Records from a dataset
---*---
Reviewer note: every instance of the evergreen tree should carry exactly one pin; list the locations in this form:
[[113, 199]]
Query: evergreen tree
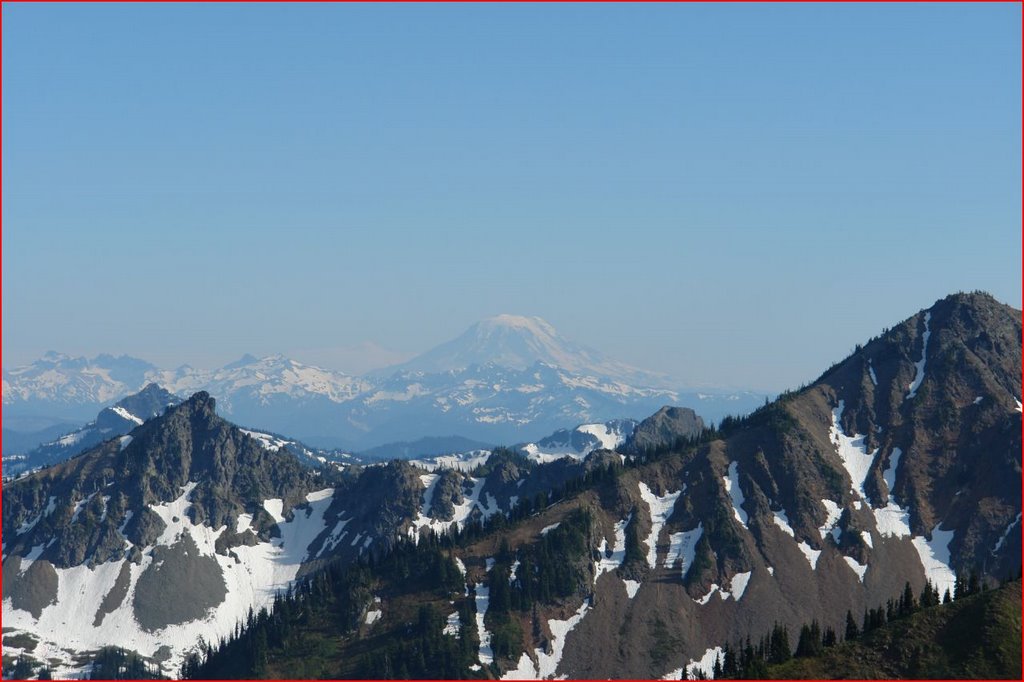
[[828, 638], [810, 640]]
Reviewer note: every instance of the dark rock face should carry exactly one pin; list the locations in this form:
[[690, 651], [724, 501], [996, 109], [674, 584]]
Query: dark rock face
[[119, 419], [111, 487], [32, 589], [664, 428], [178, 569]]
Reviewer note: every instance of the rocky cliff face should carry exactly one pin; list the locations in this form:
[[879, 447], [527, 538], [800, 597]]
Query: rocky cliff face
[[115, 421]]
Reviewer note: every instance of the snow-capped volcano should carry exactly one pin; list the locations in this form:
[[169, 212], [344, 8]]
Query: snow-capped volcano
[[519, 342], [507, 379]]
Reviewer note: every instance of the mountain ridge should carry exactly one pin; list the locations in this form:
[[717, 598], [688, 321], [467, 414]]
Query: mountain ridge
[[507, 379]]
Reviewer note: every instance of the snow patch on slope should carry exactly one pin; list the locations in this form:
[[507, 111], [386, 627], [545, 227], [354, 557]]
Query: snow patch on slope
[[935, 558], [251, 582], [660, 509], [682, 547], [732, 487], [920, 365], [852, 451]]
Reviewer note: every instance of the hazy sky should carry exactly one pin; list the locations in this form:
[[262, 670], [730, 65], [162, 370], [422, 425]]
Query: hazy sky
[[735, 195]]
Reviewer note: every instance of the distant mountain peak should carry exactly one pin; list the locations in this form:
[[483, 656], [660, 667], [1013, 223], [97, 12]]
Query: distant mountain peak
[[520, 342]]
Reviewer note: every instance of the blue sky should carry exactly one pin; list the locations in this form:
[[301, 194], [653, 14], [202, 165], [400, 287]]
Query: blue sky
[[735, 195]]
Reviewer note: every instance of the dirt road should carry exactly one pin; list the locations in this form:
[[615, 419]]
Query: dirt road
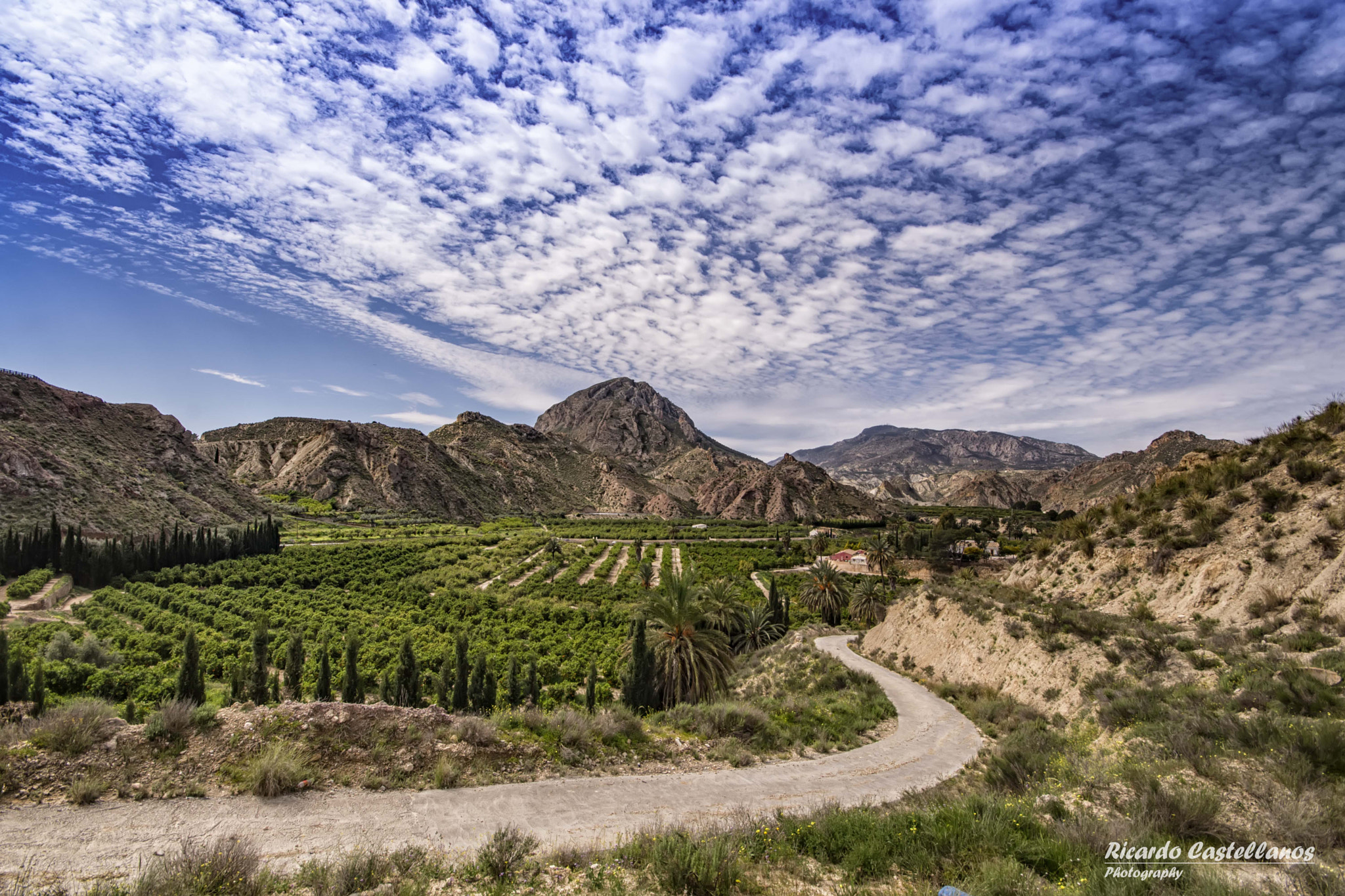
[[933, 742]]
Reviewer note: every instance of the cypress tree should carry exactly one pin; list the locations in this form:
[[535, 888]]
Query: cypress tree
[[407, 691], [638, 691], [445, 673], [295, 666], [190, 684], [350, 685], [477, 689], [460, 681], [39, 688], [18, 680], [5, 667], [323, 694], [513, 684], [261, 661], [591, 688]]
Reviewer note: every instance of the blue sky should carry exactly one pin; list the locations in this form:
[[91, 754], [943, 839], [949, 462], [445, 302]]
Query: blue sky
[[1088, 222]]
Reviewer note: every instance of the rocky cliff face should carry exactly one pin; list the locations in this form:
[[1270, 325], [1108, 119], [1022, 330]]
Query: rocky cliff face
[[789, 490], [1125, 472], [631, 422], [883, 453], [531, 471], [354, 465], [110, 468]]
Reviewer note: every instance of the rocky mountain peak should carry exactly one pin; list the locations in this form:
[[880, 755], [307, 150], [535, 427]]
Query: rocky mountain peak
[[631, 422]]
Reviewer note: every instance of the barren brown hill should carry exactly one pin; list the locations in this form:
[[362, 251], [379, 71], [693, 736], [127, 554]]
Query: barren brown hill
[[789, 490], [537, 472], [110, 468], [354, 465]]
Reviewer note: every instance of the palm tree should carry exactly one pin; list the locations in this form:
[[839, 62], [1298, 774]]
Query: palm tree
[[870, 602], [825, 591], [759, 629], [721, 605], [881, 551], [692, 660]]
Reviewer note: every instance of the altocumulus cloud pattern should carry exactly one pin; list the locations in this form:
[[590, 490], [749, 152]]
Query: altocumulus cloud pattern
[[1060, 217]]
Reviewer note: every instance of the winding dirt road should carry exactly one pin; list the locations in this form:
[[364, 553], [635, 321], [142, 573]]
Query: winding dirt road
[[931, 743]]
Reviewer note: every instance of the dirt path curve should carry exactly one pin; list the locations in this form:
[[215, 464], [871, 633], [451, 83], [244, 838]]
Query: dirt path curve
[[622, 559], [931, 743], [592, 571]]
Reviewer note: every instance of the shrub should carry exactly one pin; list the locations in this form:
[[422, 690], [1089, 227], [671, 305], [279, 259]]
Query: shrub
[[73, 727], [447, 774], [1305, 471], [225, 867], [695, 868], [85, 790], [277, 770], [475, 731], [173, 719], [505, 855]]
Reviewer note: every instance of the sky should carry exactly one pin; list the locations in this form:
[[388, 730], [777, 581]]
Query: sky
[[1084, 222]]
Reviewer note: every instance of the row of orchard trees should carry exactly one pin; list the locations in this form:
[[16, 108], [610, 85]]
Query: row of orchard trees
[[682, 647], [96, 562]]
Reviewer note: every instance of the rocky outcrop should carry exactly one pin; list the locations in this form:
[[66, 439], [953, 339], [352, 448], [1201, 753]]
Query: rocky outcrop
[[884, 453], [789, 490], [1125, 472], [632, 423], [353, 465], [109, 468]]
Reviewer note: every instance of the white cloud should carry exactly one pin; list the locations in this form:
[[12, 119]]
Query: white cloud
[[232, 378]]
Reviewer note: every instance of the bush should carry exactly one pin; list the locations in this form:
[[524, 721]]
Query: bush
[[277, 770], [447, 774], [695, 868], [505, 855], [225, 867], [173, 720], [85, 790], [73, 727]]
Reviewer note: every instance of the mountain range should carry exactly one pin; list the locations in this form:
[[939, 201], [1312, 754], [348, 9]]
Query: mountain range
[[617, 446]]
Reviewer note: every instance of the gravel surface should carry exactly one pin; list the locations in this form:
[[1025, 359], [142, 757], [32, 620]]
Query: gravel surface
[[931, 743]]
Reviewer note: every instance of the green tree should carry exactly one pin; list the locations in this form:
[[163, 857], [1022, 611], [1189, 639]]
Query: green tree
[[514, 687], [39, 687], [190, 684], [477, 691], [759, 629], [295, 666], [692, 658], [323, 692], [351, 689], [639, 692], [460, 684], [5, 667], [591, 688], [444, 684], [261, 661], [18, 680], [407, 689], [825, 591], [868, 601]]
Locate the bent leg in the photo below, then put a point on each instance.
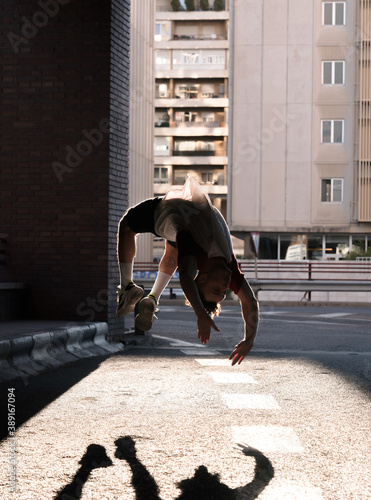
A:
(147, 306)
(128, 293)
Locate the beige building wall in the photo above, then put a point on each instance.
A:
(277, 159)
(142, 83)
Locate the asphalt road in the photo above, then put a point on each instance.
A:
(160, 420)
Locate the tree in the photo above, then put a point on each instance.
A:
(218, 4)
(175, 5)
(190, 4)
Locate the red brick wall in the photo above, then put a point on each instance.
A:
(56, 160)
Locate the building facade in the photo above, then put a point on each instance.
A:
(299, 156)
(141, 113)
(191, 100)
(266, 103)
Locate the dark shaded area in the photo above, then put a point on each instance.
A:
(143, 483)
(95, 457)
(33, 394)
(203, 485)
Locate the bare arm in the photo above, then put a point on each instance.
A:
(187, 266)
(169, 261)
(250, 314)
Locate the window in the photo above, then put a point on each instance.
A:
(162, 31)
(189, 58)
(333, 14)
(162, 146)
(207, 177)
(161, 90)
(332, 131)
(162, 58)
(332, 190)
(161, 175)
(333, 72)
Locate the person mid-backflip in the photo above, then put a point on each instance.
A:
(198, 243)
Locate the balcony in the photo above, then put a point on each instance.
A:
(194, 42)
(195, 129)
(197, 15)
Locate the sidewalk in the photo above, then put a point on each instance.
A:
(28, 348)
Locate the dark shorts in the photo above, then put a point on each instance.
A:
(140, 218)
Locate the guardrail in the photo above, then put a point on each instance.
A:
(302, 276)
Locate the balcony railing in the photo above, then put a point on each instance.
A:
(208, 95)
(219, 152)
(211, 36)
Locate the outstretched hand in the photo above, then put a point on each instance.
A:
(242, 349)
(204, 325)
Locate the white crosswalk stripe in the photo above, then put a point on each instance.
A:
(200, 352)
(332, 315)
(268, 438)
(250, 401)
(232, 378)
(213, 362)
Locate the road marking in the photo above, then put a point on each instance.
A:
(213, 362)
(291, 491)
(232, 378)
(332, 315)
(250, 401)
(270, 438)
(200, 351)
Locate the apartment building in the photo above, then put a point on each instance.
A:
(299, 130)
(267, 104)
(191, 96)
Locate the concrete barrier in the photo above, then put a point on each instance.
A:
(7, 372)
(36, 353)
(87, 341)
(40, 351)
(21, 356)
(100, 339)
(58, 347)
(74, 335)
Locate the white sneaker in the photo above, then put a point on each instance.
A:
(127, 299)
(144, 319)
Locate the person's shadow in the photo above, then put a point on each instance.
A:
(203, 485)
(94, 458)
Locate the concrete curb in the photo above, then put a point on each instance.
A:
(34, 354)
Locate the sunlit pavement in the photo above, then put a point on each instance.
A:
(299, 403)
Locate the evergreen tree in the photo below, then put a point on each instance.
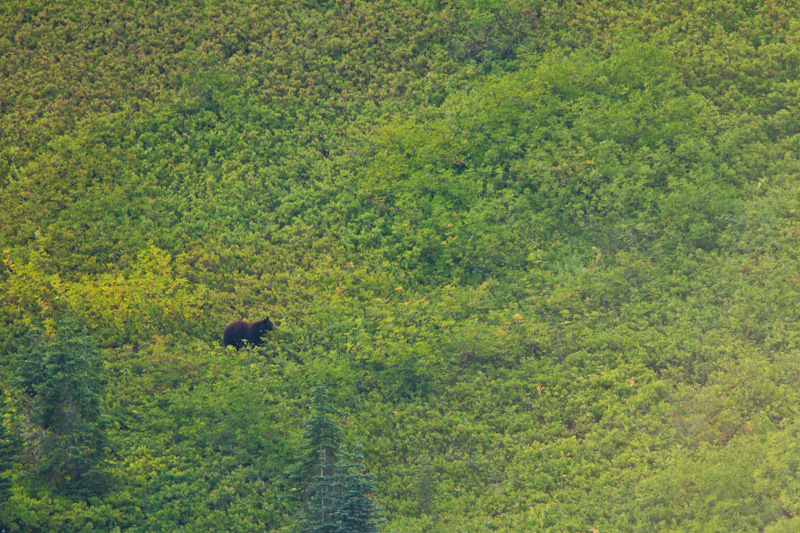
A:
(8, 449)
(354, 509)
(322, 440)
(67, 437)
(338, 491)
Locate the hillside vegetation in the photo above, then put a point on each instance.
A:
(543, 256)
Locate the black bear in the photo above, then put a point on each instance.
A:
(237, 332)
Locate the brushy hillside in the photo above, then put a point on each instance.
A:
(542, 255)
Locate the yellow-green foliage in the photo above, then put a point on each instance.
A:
(542, 254)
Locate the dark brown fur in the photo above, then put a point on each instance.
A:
(236, 333)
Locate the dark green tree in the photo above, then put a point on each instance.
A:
(61, 377)
(8, 449)
(337, 487)
(354, 508)
(322, 437)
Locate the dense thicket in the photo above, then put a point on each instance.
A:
(543, 256)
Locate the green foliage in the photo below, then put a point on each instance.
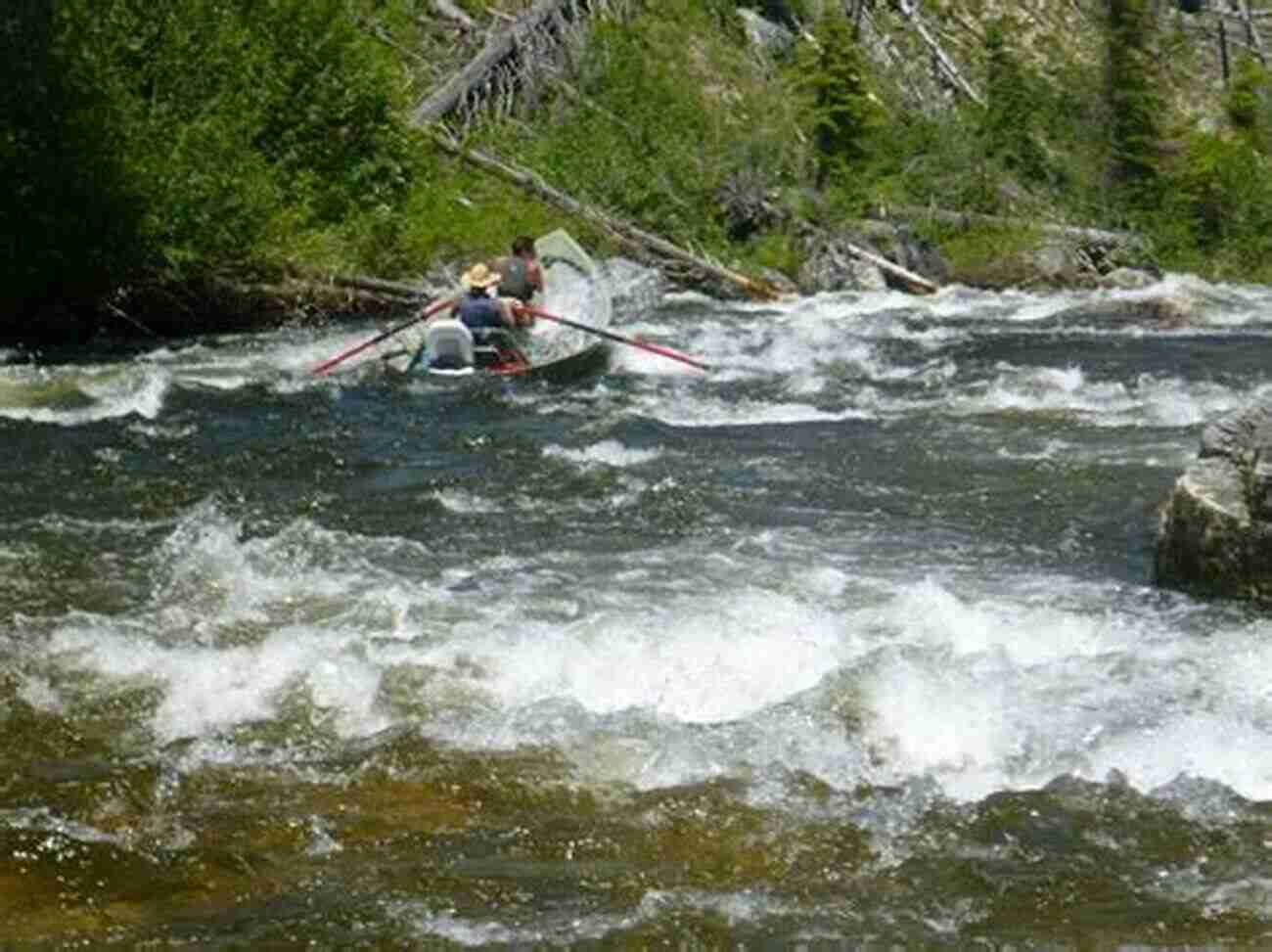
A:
(1216, 216)
(834, 79)
(72, 214)
(1248, 104)
(1136, 105)
(217, 131)
(666, 110)
(1016, 104)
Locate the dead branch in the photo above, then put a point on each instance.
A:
(910, 9)
(621, 232)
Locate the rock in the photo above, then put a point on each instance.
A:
(771, 38)
(1127, 279)
(1152, 312)
(1215, 531)
(830, 267)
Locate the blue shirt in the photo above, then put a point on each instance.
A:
(478, 312)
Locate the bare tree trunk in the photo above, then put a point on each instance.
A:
(497, 49)
(915, 282)
(910, 8)
(1250, 32)
(1222, 50)
(450, 12)
(958, 218)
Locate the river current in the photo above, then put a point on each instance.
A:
(850, 642)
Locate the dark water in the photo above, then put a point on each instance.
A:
(850, 643)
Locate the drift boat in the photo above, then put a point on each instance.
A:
(443, 349)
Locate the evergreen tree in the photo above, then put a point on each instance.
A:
(1135, 101)
(1248, 104)
(1010, 122)
(842, 109)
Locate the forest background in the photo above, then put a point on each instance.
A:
(154, 152)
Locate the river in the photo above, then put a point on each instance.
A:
(850, 642)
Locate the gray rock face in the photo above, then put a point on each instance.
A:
(1215, 533)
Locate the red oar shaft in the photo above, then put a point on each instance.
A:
(621, 339)
(423, 316)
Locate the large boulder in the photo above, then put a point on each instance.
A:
(1215, 534)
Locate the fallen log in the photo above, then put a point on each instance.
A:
(966, 218)
(910, 9)
(446, 9)
(915, 282)
(622, 232)
(474, 75)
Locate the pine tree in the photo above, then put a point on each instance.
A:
(843, 110)
(1135, 102)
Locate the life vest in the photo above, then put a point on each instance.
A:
(478, 313)
(516, 279)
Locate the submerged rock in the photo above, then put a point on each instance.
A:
(1215, 533)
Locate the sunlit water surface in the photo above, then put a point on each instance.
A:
(852, 639)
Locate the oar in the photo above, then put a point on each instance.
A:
(611, 335)
(423, 316)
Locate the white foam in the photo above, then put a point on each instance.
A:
(609, 452)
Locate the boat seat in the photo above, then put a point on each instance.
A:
(449, 343)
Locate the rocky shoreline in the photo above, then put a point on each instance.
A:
(1215, 531)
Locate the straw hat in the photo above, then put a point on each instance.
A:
(479, 276)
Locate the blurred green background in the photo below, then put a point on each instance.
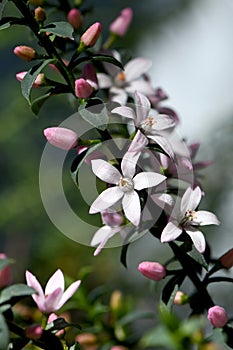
---*---
**Directions for this task:** Rewrite the lines from the one containing "Locate the rocky" through the last line, inclusive, substituting "place a marker" for "put a point" and changing nothing else. Leave the pictures out of your answer.

**Result of the exercise:**
Locate the rocky shoreline in the photo above, then place a marker on each instance.
A:
(1215, 531)
Locate the straw hat in the photo above, then place a marker on each instance.
A:
(479, 276)
Locate the blurred green background in the photo below, then place a marker on each instance.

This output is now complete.